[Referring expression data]
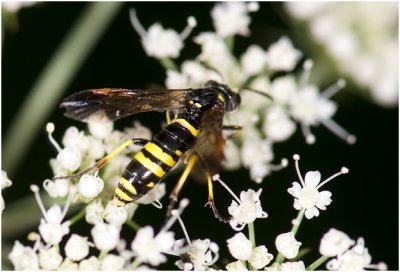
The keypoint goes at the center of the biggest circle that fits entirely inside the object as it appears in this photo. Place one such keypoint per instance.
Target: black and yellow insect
(194, 134)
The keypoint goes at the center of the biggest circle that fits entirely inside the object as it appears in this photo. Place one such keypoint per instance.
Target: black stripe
(122, 188)
(120, 199)
(160, 163)
(164, 147)
(140, 175)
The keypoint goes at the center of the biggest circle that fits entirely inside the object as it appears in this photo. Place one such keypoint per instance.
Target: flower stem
(280, 258)
(252, 238)
(135, 226)
(297, 222)
(317, 263)
(78, 216)
(168, 64)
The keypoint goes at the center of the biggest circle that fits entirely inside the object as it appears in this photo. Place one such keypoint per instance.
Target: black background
(365, 202)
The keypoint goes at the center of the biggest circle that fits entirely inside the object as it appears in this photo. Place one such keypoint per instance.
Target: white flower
(260, 257)
(90, 186)
(159, 42)
(253, 60)
(282, 89)
(310, 108)
(50, 259)
(149, 248)
(23, 258)
(293, 266)
(154, 195)
(114, 214)
(91, 264)
(231, 18)
(282, 56)
(94, 212)
(75, 139)
(100, 126)
(356, 258)
(70, 158)
(200, 252)
(112, 262)
(77, 247)
(240, 247)
(307, 195)
(68, 265)
(51, 228)
(105, 236)
(287, 245)
(334, 243)
(57, 188)
(361, 45)
(277, 125)
(247, 210)
(236, 266)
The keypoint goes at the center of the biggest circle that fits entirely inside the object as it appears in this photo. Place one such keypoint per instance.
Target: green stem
(135, 226)
(298, 221)
(252, 238)
(55, 77)
(78, 216)
(317, 263)
(168, 64)
(280, 258)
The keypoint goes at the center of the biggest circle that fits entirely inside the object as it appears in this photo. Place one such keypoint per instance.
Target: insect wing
(210, 145)
(118, 103)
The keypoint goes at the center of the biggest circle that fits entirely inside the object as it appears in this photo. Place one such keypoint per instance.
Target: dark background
(365, 202)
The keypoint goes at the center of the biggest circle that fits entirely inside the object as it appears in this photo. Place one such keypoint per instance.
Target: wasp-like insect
(195, 133)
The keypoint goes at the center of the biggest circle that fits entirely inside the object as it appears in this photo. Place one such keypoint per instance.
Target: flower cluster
(278, 103)
(363, 44)
(264, 121)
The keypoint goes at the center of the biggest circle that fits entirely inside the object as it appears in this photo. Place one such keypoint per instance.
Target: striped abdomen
(155, 160)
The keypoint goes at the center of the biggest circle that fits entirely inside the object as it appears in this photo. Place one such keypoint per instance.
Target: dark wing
(210, 145)
(118, 103)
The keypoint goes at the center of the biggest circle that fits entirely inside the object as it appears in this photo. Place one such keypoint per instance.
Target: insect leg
(106, 159)
(175, 193)
(168, 114)
(233, 127)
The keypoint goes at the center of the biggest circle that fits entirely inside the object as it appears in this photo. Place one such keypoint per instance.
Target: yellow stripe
(151, 166)
(122, 195)
(187, 125)
(128, 186)
(151, 184)
(157, 152)
(118, 202)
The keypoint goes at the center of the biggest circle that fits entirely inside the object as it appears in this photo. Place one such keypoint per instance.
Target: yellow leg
(107, 158)
(175, 192)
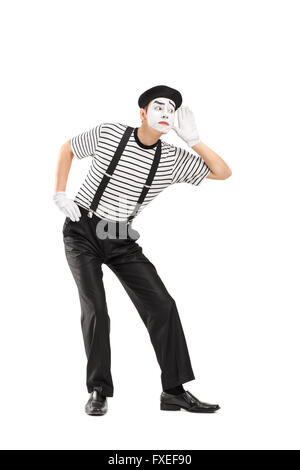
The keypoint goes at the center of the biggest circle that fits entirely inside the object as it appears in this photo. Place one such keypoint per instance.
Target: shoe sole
(179, 408)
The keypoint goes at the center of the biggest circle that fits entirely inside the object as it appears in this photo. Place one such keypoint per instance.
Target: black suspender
(148, 183)
(111, 168)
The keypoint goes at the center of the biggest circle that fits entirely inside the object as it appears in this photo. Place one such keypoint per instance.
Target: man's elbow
(66, 149)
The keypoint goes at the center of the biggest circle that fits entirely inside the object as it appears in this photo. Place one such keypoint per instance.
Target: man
(130, 167)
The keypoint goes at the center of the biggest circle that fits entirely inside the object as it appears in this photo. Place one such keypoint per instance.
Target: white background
(234, 272)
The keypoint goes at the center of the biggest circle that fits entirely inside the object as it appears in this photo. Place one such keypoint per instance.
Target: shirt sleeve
(85, 144)
(188, 167)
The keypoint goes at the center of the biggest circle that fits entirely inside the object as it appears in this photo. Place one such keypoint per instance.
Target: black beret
(160, 91)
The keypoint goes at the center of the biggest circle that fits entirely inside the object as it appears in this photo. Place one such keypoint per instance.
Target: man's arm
(63, 167)
(66, 205)
(219, 170)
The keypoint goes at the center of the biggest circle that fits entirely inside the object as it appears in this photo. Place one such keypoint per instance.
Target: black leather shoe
(97, 404)
(187, 401)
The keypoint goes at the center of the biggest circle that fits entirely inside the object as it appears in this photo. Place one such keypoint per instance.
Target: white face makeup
(161, 114)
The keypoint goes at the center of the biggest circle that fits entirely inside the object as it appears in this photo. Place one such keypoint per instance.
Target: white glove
(67, 206)
(187, 128)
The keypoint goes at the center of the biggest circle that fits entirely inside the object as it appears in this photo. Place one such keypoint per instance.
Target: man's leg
(86, 268)
(158, 311)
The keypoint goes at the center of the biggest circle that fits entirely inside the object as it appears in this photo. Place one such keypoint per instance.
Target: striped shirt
(124, 187)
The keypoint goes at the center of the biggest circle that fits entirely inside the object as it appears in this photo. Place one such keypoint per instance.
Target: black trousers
(85, 253)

§ **Work order**
With the images left out, output all the entries above exactly.

§ **Your solution**
The keypoint goes at the center of the biggest circle that fits entirely inside the object as it appears in this photo. Place one such keypoint per instance.
Target: black and yellow insect
(194, 134)
The keypoint goes at the center of the biggest circle that fits entirely inside the object as it appears in this photo. Place one such keypoint per instance.
Target: black stripe
(122, 188)
(120, 199)
(160, 163)
(164, 147)
(140, 175)
The keypoint goes at the center of the biggest circle that fits entirely inside the object as it appears in this photo. Place one such keypoint per instance.
Target: flower stem
(280, 258)
(252, 238)
(135, 226)
(297, 222)
(317, 263)
(78, 216)
(168, 64)
The keypoint goes at the center of the biggest circle that fits entirely inside the object as it appears in this photo. Place one such keypoint per instance.
Target: black background
(365, 202)
The keypoint goes at the center of the biggest circle that fits entirely inside the object as it appears in this photo. Place one such keypoint per instance.
Target: white flower
(260, 257)
(90, 186)
(159, 42)
(253, 60)
(282, 89)
(310, 108)
(50, 259)
(149, 248)
(23, 258)
(293, 266)
(154, 195)
(114, 214)
(91, 264)
(231, 18)
(282, 56)
(94, 212)
(75, 139)
(100, 126)
(356, 258)
(70, 158)
(200, 252)
(112, 262)
(77, 247)
(240, 247)
(307, 195)
(68, 265)
(51, 228)
(105, 236)
(287, 245)
(334, 243)
(57, 188)
(361, 45)
(277, 125)
(247, 210)
(236, 266)
The keypoint goes at the center of the biggest circle that fits entirely inside the object as it appears in this photo. Place one such keypoint per instance.
Target: green stem
(135, 226)
(298, 221)
(252, 238)
(55, 77)
(78, 216)
(317, 263)
(168, 64)
(280, 258)
The keypoint goes at the center of the biggest circle that fits entirely inside the object as it appears in this photo. Place one such keypoint per instance.
Target: insect wing
(210, 145)
(118, 103)
The keypoint goes at the center of the biggest circle that fits entirely inside the object as it appears in this photo. Place one such keypoint per instance.
Target: dark background
(365, 202)
The keypoint goes at the center of the biggest circle that fits entirely inside the object as it appears in this photo. Place one such keypoint per instance.
Target: wasp-like insect
(195, 133)
The keypoint goes at the center of the biggest circle that fits entirely inside the object as it appears in this photo. Place one such keypoint per instance.
Target: flower cluster
(278, 103)
(363, 44)
(264, 121)
The keypoint goes at the center of the biggest circle that fits entirely inside the object as it appears in this photo. Place one such keypoint per instance.
Target: striped abdomen
(155, 160)
The keypoint goes at the center of the biggest circle that fits entirely inside the object as it appears in this photo. Place one such keypoint per instance.
Target: dark wing
(210, 145)
(118, 103)
The keypoint goes at the center of the biggest circle that fits entirely inside the object as it appears in this photo. Place one such keypoint per instance.
Target: insect leg
(106, 159)
(175, 193)
(168, 114)
(233, 127)
The keypoint goes at the center of the biggest circle that fits entirely inside the object as it appears in this photo. Place one such keypoint per instance.
Target: yellow stripe
(151, 166)
(122, 195)
(187, 125)
(128, 186)
(151, 184)
(157, 152)
(118, 202)
The keypoint goes at the center of the biggest circle that fits entirely inside the object as it appears in this photo. Place one such keypoint per instance.
Target: yellow leg
(107, 158)
(175, 192)
The keypoint goes at the center of the biggest circle that fits entirely inside the object as it appears in this photo. Place one such keypoint per instance.
Target: shoe sole
(179, 408)
The keypoint goes at the center of the biggest circle that fits entirely inside the object as it appears in this photo. Place one such keypoint per instance.
Target: black suspender
(148, 183)
(111, 168)
The keypoint goes at the center of the biggest circle that fits entirely inside the object as it appears in this photo. Place one such keypoint per instance.
Target: man's elbow
(66, 149)
The keypoint goes at the center of the biggest circle that fits entirely inside the object as it appears in this photo. Place one such keypoint per instance.
Target: man
(130, 167)
The keypoint goes at the center of the biggest circle that fits entirely inside the object as it appears in this photo. Place one such keypoint per instance.
Target: white background
(234, 272)
The keypoint goes at the center of the biggest circle that fits entirely inside the object as it appears in this photo. Place one such keypoint per instance.
Target: shirt sleeve
(85, 144)
(188, 167)
The keypoint goes at the center of the biggest circle that fits entirely inside the object as it appears in this photo. Place one such keypoint per instance.
Target: black beret
(160, 91)
The keypoint goes at the center of the biggest circle that fits entirely inside the object as it appears in this photo. Place one such keypoint per instance.
Target: man's arm
(63, 167)
(66, 205)
(219, 170)
The keypoint goes at the center of the biggest circle that fits entirely inside the object as it appears in this photo. Place one such keypoint per instance.
Target: black leather shoe
(97, 404)
(187, 401)
The keypoint goes at the center of the biggest circle that fits entirely inside the object as it appears in this photo. Place one such keypoint per instance.
Target: white face makeup
(161, 114)
The keypoint goes at the center of the biggest circle that fits entirely inside the object as it appears in this photo. Place one such keypoint per instance.
Target: white glove
(67, 206)
(187, 128)
The keypoint goes at the center of the biggest circle that fits entirely inside the object as it appears in this photo. Place one such keypoint per instance.
Target: man's leg
(86, 268)
(158, 311)
The keypoint goes at the center of the biggest circle that fits entirely inside the object as it appears in this photo. Place one such keypoint per instance.
Target: striped shirt
(124, 187)
The keypoint goes at the center of the biggest circle that fits entirely inside the object as it appears in this photo. Place one such keypoint per instance.
Target: black trousers
(85, 253)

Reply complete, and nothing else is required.